* DIRECTIONS *
Pick every line out of the entries below that holds the string "chandelier", and report them.

(Free-text object descriptions)
▽
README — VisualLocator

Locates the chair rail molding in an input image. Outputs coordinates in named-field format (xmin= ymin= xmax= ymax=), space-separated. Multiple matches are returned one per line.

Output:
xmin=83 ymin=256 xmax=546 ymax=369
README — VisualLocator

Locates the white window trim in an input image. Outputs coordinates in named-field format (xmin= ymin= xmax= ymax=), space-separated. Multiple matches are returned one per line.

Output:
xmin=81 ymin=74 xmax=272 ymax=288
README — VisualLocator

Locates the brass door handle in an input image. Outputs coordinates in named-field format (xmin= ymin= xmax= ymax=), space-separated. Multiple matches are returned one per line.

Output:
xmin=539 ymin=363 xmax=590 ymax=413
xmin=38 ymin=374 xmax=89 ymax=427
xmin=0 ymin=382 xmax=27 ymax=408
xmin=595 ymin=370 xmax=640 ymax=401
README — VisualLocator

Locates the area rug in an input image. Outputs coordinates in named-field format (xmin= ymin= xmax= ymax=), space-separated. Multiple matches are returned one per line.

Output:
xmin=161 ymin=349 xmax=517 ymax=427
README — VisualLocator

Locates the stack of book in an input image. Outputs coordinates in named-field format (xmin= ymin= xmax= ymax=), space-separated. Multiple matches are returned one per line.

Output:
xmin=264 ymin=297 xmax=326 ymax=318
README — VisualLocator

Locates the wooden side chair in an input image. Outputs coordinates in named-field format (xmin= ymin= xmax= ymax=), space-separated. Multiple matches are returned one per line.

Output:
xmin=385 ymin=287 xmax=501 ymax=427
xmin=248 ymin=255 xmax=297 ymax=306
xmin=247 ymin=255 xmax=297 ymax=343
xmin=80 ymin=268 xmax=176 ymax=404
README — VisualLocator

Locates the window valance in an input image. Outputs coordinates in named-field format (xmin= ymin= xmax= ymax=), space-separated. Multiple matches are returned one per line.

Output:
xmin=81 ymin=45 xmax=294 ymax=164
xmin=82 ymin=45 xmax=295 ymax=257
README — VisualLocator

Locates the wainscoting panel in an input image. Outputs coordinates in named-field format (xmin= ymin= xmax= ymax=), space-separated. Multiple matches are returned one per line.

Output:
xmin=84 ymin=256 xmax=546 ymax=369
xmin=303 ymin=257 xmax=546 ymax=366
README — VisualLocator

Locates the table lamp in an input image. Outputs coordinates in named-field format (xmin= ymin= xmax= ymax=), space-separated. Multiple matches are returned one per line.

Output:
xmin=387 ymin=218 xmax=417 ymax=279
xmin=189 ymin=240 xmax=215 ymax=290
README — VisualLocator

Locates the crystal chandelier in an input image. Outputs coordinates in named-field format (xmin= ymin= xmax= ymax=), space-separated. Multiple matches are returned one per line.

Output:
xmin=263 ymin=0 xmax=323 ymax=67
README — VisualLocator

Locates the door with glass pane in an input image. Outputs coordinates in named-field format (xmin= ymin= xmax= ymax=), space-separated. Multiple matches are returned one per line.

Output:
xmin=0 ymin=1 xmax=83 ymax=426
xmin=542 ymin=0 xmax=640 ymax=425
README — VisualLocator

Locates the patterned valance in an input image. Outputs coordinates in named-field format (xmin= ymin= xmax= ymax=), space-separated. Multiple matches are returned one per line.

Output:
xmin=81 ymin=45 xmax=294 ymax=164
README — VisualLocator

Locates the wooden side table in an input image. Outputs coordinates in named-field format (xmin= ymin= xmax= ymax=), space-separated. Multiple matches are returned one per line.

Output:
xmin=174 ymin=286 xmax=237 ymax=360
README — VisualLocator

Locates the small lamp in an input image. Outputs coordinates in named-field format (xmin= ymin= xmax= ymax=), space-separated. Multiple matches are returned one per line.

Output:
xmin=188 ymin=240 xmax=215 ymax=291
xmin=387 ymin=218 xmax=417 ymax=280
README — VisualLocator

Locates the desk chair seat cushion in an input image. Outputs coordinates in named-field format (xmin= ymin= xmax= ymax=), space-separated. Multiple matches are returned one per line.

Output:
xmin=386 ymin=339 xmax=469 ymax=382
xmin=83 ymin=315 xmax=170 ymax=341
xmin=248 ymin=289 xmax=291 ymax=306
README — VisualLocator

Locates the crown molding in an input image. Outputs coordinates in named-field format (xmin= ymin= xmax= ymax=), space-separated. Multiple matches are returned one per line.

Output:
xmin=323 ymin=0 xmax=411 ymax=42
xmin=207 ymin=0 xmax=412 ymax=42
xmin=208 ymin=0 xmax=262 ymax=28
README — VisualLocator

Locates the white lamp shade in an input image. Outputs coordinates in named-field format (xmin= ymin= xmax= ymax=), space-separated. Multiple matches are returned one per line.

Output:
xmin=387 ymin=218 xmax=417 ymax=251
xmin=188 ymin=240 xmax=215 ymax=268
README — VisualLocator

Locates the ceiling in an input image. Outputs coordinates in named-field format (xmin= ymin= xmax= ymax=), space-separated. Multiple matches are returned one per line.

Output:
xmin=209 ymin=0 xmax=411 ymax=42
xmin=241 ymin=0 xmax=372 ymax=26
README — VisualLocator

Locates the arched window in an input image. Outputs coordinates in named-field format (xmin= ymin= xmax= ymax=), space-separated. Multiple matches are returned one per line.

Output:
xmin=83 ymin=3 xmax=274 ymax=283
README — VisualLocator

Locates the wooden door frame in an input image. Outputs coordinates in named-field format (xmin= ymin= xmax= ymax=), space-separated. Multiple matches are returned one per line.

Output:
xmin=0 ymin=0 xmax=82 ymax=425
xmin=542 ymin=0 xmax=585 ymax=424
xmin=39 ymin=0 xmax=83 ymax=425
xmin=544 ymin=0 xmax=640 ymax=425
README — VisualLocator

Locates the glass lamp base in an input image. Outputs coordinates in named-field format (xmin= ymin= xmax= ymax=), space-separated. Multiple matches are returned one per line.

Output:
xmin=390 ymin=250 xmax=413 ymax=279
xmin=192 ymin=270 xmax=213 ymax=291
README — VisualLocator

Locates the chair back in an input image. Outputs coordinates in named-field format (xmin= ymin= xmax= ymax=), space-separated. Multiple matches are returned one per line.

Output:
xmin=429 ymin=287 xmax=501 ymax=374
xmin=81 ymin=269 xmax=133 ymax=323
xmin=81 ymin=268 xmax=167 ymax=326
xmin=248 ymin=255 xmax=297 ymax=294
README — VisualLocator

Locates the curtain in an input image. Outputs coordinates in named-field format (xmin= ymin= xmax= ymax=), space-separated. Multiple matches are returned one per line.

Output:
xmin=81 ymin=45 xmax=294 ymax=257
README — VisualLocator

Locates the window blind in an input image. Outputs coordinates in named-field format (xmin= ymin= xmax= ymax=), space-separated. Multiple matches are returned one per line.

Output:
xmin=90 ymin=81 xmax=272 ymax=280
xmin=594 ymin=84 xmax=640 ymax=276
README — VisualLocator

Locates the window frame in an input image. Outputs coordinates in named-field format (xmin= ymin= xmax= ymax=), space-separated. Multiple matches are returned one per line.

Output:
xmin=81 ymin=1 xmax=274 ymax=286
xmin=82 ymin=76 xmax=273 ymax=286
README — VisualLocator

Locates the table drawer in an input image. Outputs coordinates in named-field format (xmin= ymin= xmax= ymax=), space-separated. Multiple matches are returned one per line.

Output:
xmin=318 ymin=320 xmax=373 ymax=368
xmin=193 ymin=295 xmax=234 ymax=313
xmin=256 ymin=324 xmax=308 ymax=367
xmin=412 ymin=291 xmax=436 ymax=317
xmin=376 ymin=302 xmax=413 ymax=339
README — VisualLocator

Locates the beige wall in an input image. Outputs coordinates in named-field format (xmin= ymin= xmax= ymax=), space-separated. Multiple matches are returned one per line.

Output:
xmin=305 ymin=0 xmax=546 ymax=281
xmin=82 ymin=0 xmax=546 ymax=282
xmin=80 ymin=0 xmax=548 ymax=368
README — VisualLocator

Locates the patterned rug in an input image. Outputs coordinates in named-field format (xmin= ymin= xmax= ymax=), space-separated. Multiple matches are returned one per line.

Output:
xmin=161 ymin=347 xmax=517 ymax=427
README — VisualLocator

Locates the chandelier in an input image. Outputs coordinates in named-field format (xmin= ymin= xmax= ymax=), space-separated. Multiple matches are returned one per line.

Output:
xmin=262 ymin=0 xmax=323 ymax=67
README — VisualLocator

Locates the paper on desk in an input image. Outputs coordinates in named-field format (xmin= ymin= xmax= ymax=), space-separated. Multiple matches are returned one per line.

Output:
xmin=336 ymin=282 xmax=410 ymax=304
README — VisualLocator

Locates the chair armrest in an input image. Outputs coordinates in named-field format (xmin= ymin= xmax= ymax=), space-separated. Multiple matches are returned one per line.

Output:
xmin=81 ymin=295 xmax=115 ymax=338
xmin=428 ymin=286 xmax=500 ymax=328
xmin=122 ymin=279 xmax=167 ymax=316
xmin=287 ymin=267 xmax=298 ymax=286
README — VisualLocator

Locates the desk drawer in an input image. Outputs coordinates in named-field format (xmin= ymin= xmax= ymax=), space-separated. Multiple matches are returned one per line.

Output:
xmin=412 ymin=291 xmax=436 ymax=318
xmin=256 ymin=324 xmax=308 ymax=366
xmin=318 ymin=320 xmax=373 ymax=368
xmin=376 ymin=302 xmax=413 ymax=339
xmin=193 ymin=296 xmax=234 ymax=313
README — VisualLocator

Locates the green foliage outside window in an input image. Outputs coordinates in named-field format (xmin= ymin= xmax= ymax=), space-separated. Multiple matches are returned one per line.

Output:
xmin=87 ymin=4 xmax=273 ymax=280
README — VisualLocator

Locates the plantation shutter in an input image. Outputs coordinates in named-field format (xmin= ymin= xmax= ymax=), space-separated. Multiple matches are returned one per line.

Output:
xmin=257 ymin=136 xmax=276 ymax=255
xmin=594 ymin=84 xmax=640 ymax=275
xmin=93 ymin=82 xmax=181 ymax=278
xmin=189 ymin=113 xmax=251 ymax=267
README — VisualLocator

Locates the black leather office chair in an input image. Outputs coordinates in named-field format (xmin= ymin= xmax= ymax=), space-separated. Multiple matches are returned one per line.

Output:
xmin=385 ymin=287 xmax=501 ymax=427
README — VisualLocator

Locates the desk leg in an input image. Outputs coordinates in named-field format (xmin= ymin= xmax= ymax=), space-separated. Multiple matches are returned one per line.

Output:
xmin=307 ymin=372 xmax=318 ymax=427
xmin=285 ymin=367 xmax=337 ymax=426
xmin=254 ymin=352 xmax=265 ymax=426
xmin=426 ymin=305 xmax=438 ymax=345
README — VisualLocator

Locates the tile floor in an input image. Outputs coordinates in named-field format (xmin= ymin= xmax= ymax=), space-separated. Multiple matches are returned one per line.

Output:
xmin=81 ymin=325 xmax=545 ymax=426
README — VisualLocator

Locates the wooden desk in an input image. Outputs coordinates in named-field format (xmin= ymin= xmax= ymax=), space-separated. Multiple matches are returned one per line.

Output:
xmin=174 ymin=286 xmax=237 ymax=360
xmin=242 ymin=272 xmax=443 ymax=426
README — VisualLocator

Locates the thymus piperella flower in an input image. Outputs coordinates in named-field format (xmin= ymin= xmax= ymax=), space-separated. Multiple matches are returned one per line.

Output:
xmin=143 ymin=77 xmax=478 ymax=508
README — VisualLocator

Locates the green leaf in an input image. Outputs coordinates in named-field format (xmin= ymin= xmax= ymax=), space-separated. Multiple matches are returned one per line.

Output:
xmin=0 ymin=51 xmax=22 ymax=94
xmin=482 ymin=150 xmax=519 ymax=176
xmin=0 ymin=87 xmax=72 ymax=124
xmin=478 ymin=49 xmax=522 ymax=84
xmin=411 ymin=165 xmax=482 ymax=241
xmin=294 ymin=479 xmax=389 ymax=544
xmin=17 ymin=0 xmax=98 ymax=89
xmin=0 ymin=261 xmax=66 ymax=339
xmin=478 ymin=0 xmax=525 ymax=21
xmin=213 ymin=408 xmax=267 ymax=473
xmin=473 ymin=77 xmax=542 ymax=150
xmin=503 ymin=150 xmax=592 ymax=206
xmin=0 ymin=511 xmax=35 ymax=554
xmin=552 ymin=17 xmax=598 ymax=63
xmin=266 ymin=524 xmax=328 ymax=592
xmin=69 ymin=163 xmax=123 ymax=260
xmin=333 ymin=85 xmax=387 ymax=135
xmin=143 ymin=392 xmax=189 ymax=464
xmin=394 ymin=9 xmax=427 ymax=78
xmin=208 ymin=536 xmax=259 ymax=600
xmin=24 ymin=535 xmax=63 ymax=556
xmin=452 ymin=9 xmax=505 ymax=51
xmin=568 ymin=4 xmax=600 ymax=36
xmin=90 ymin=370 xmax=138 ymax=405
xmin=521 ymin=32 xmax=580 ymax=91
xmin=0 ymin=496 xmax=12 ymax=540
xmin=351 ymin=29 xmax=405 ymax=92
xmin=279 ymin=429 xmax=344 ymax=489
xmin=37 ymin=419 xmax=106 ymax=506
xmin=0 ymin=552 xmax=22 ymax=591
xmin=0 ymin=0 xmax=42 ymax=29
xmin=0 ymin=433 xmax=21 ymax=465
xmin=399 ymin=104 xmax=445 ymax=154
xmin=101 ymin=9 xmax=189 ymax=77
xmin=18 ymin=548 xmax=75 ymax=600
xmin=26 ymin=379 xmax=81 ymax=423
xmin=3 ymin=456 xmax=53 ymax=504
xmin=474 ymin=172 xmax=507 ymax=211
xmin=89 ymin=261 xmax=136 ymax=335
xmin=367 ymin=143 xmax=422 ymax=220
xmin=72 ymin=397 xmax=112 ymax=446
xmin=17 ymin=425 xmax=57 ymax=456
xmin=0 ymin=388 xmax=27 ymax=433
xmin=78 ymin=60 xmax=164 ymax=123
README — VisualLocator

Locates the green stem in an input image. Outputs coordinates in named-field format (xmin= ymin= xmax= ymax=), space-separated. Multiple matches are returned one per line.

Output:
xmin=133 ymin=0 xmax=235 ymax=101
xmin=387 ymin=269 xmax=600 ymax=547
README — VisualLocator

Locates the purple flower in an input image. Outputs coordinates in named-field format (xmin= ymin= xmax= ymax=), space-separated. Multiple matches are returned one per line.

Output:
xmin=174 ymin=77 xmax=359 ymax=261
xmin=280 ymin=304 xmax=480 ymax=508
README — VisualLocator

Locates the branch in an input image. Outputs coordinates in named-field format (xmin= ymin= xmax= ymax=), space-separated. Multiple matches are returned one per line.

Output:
△
* WRITTEN ANSWER *
Locates the crystal chandelier in an input image. Outputs coordinates in named-field format (xmin= ymin= xmax= ymax=), space-separated. Multiple matches are returned one per line.
Locates the chandelier in an input image. Outputs coordinates in named-field format (xmin= ymin= xmax= ymax=), space-separated. Multiple matches are returned one per line.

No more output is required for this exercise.